* **SET OF TASKS**:
A - In the forum post about fuel economy, by how much did the writer's average fuel consumption in Roo1 go up after the 40 and 50 zones were introduced?
B - Write the next part of the forum discussion on fuel economy and speed limits, picking up after its final line.
START PAGE EXTRACT
That's also what I found with the Impreza. Only two things really knocked its economy around in the city: 1) running the air-con in heavy, stop-start traffic dropped it by around 1 L/100 kms (but not otherwise ... ?); and 2) the introduction of the "speed limits of many colours" - 40 and 50 zones - by our previous control-freak government. I cannot think of any car that runs efficiently at these speeds; and accelerating and braking at these speeds is guaranteed to guzzle gas, big-time!

The putative reason for these speed limits was to protect children ... I couldn't agree more with its intent ...
However, in the first year of operation, the number of kids killed on the roads near schools went up marginally ... AFAIK, there has been no statistically significant increase or decrease in child deaths near schools since the expenditure of many, many millions of dollars on this "initiative" (read "headline grabbing sensationalism", maybe?).

What it has achieved is the destruction of any remaining vestiges of traffic flow that remained in Melbourne at these peak times ...

It also caused my average fuel consumption in Roo1 to increase by around 1.5 L/100 kms - roughly a 16% increase. Great idea ... :poke: :(


One thing I have noticed though, is when I drop the cruse control setting from 111km/h to 108km/h on the fwy, my economy is improved by 1.2ltr-1.3ltr/100km :biggrin:

Now that is interesting. When on the open road, I tend to set the "cruise control" (my right foot ... :rotfl:) on about 10 km/h over the speed limit. Within braking or slowing distance of it, and not too much damage to the hip pocket if one does get done for it. Mainly, no automatic loss of licence - while still allowing one to get from A to B in a rational amount of time; and also keeps one's attention focused on driving, rather than sight-seeing ....

You'll have to let us know how it goes :iconwink:

Regards
Mr Turbo

I will be sure to :) :lol:.
 
One thing I have noticed though, is when I drop the cruse control setting from 111km/h to 108km/h on the fwy, my economy is improved by 1.2ltr-1.3ltr/100km :biggrin:

Now that is interesting.
END PAGE EXTRACT
START DATASET CONTENT
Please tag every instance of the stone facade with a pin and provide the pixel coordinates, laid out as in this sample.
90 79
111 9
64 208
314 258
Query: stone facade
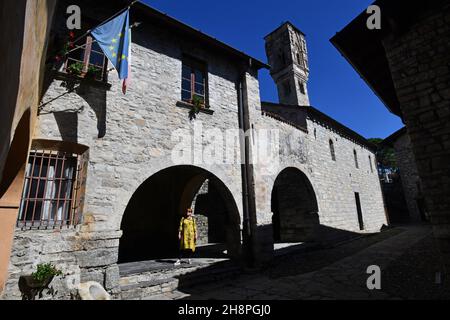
130 139
419 63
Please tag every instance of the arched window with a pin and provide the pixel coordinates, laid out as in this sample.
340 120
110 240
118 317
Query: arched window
299 59
356 159
287 88
53 190
302 87
333 154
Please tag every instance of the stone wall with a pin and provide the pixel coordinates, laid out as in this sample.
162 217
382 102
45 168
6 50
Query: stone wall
409 175
129 137
334 182
419 63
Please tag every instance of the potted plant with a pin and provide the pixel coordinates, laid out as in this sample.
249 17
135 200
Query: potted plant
38 281
75 69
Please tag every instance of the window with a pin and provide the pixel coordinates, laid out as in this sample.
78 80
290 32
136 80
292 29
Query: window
282 58
356 159
333 155
52 194
194 81
87 61
302 87
359 211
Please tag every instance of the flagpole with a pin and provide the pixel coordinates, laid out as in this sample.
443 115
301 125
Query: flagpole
110 18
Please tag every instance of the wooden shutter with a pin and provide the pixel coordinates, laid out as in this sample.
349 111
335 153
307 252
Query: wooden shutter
80 187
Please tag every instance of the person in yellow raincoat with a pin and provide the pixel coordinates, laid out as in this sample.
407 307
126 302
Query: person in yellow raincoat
187 234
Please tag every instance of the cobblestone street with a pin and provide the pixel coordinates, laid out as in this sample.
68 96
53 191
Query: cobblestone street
339 272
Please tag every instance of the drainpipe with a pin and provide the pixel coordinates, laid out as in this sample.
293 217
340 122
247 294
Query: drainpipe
248 192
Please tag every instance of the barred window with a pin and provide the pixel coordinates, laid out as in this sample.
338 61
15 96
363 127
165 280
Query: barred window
194 81
333 154
87 61
355 155
53 189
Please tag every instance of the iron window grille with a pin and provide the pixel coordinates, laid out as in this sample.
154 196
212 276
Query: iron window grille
53 190
194 81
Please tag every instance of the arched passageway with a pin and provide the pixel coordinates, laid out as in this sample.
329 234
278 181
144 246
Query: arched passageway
151 219
294 208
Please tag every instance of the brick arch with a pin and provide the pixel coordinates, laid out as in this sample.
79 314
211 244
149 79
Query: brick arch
294 206
151 218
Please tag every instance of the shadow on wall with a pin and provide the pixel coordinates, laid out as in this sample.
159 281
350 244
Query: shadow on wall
151 220
11 53
294 260
67 120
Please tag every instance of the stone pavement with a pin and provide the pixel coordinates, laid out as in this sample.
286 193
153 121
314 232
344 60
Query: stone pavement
334 278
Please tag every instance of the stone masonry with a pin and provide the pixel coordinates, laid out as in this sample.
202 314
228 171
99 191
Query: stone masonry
130 139
420 67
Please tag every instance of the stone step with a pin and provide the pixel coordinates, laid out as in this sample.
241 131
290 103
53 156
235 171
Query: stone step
147 285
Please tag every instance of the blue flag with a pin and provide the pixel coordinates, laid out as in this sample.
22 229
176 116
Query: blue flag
113 38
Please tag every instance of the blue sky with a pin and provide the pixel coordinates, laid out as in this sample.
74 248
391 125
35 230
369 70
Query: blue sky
334 87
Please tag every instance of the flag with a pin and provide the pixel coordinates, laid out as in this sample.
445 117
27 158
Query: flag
126 81
113 37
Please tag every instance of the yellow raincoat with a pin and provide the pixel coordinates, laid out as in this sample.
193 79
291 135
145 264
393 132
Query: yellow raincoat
188 230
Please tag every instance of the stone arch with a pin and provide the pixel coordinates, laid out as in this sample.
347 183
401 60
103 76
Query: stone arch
151 218
294 207
11 181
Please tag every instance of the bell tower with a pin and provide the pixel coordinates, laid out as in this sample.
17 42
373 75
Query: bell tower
288 56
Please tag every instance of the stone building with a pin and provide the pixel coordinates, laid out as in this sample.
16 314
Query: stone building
104 184
412 186
407 64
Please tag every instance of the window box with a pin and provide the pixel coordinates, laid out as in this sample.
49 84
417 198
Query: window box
187 105
53 191
85 63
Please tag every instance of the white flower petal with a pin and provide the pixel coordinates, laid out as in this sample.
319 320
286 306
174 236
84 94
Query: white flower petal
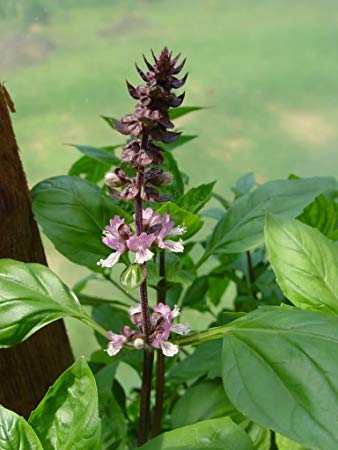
180 328
177 231
110 261
113 349
175 312
135 309
173 246
143 256
168 348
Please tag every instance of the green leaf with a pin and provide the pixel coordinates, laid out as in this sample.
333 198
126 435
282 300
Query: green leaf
206 360
261 437
305 263
196 198
73 212
215 434
183 218
104 154
31 296
132 277
320 214
114 429
285 443
16 433
217 287
175 113
190 409
92 170
68 415
286 357
195 295
242 227
110 318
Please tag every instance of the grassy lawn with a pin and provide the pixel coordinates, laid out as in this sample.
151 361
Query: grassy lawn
267 70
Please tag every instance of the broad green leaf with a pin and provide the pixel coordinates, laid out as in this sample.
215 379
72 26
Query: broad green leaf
214 434
89 300
103 154
305 263
284 443
206 360
16 433
114 429
132 277
261 437
196 198
73 212
181 111
31 296
285 357
110 318
217 287
242 227
190 409
195 295
92 170
181 217
67 417
321 214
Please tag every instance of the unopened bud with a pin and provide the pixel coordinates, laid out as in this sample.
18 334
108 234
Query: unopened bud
126 331
112 180
139 343
163 179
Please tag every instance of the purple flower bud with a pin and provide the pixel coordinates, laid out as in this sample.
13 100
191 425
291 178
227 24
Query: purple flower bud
140 246
116 342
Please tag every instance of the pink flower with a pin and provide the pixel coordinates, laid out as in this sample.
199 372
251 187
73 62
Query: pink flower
140 246
116 342
116 234
163 317
161 328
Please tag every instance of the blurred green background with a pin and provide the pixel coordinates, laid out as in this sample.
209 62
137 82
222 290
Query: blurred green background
268 70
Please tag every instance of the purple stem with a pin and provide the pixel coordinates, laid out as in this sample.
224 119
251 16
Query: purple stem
148 354
161 294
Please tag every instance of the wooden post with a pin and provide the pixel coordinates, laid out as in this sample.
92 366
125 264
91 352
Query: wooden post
28 369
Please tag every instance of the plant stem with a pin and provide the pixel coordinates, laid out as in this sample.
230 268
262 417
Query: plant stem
148 354
144 422
251 274
107 277
161 293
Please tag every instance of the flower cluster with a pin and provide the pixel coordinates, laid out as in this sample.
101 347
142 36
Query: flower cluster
157 229
148 125
161 327
155 98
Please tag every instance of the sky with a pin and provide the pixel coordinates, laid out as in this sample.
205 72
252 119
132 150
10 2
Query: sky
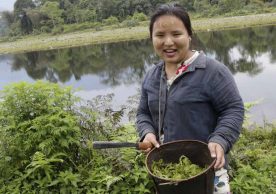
END DATASET CONTENT
* **TASK RESULTS**:
A - By around 1.5 L/100 km, roughly a 16% increase.

B -
I have a feeling it's to do with what the rpm's are, as that is roughly when the boost cuts in & takes over :twisted:

I just can't remember what the exact rpm's are (at those speeds) at the moment.
However, next time I'm on the fwy, I'll make a note of what they are, if I remember :iconwink: & let you know :)

Regards
Mr Turbo
 
I reckon that you are right on the money there, mate.

If the cruise control is wavering from one side of the turbo cut in/cut out revs to the other, it may well have caused your car to hit the fuel like an alcoholic at a free booze up ...

It's still an interesting observation :).

You might find that if you set it to (say) 113 km/h, the fuel use drops to normal again. It may well be the straddling of the turbo point that causes the problem.

I will look forward to your further observations ... :biggrin:
 
Last edited:
I might just have to try that one too mate.
I'll be traveling on the F3 in a couple of weeks time for our annual golfing day. I should be able to test the theories out then :)

Regards
Mr Turbo
 
Gidday Mr T

Did you get any sort of result from your test of the cruise control setting, mate?

Interestingly, petrol has dropped to a rational price here just recently, so filled up the 2x 10L jerry cans I had to put into SWMBO's SH to keep it alive.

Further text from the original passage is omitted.